[Segmentation dataset records]
* begin *
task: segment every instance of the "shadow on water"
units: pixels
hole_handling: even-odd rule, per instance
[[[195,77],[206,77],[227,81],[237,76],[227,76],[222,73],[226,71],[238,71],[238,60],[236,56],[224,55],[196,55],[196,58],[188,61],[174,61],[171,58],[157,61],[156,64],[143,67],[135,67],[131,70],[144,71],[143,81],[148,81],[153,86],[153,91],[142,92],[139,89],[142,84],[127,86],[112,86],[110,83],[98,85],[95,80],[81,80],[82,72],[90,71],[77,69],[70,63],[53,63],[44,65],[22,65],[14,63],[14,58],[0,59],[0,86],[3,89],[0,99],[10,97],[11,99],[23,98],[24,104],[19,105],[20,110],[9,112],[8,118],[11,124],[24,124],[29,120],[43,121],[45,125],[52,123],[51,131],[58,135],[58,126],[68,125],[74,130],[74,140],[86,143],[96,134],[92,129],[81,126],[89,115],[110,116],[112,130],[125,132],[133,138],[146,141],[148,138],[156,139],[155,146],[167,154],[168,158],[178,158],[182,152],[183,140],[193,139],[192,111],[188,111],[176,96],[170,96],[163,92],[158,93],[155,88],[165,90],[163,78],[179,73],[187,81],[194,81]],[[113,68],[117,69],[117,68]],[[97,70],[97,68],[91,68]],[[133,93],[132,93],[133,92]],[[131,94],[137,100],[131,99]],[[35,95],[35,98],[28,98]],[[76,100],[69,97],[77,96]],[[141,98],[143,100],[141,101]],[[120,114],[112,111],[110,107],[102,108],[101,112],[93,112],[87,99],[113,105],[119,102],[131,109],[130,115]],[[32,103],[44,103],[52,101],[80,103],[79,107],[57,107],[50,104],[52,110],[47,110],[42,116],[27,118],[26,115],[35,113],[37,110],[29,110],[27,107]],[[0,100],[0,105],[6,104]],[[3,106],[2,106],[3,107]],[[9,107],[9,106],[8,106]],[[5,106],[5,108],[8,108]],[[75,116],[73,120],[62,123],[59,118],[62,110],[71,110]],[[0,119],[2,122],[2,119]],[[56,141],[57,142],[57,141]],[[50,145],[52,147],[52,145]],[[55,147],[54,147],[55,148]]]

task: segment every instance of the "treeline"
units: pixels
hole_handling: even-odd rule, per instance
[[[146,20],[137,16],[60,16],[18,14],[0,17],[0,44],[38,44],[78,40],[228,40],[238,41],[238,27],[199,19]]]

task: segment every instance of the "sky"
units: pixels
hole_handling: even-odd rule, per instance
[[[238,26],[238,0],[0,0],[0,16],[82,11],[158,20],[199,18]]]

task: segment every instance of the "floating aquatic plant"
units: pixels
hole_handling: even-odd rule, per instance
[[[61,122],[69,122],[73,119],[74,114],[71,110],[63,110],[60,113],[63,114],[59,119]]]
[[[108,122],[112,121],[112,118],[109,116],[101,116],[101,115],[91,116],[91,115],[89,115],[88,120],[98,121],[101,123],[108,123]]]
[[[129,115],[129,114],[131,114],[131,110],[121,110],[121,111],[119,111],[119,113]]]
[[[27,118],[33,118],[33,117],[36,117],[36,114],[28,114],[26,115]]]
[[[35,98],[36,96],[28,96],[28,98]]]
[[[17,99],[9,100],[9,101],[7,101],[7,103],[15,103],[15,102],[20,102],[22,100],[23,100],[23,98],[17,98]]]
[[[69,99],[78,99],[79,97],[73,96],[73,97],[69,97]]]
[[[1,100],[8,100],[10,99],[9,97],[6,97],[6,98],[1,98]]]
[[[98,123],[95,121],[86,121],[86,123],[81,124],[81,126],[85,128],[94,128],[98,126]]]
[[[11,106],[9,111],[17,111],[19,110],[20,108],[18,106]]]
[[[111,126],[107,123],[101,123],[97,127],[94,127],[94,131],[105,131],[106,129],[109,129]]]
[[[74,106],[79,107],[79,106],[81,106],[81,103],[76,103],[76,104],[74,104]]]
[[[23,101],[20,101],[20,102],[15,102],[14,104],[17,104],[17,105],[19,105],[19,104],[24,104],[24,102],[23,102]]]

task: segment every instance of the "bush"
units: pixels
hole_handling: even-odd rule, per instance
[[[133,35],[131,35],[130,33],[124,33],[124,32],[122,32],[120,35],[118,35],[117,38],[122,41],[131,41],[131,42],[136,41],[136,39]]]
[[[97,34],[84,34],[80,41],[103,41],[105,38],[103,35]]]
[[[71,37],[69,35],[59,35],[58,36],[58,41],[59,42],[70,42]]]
* end *
Instructions to follow ->
Please pull out every line in the rows above that contains the word "task", and copy each of those lines in full.

Complete output ->
task: segment every instance of the "shadow on water"
task: segment every instance of the "treeline"
task: segment every instance of the "sky"
task: segment every instance of the "floating aquatic plant"
task: segment every instance of the "bush"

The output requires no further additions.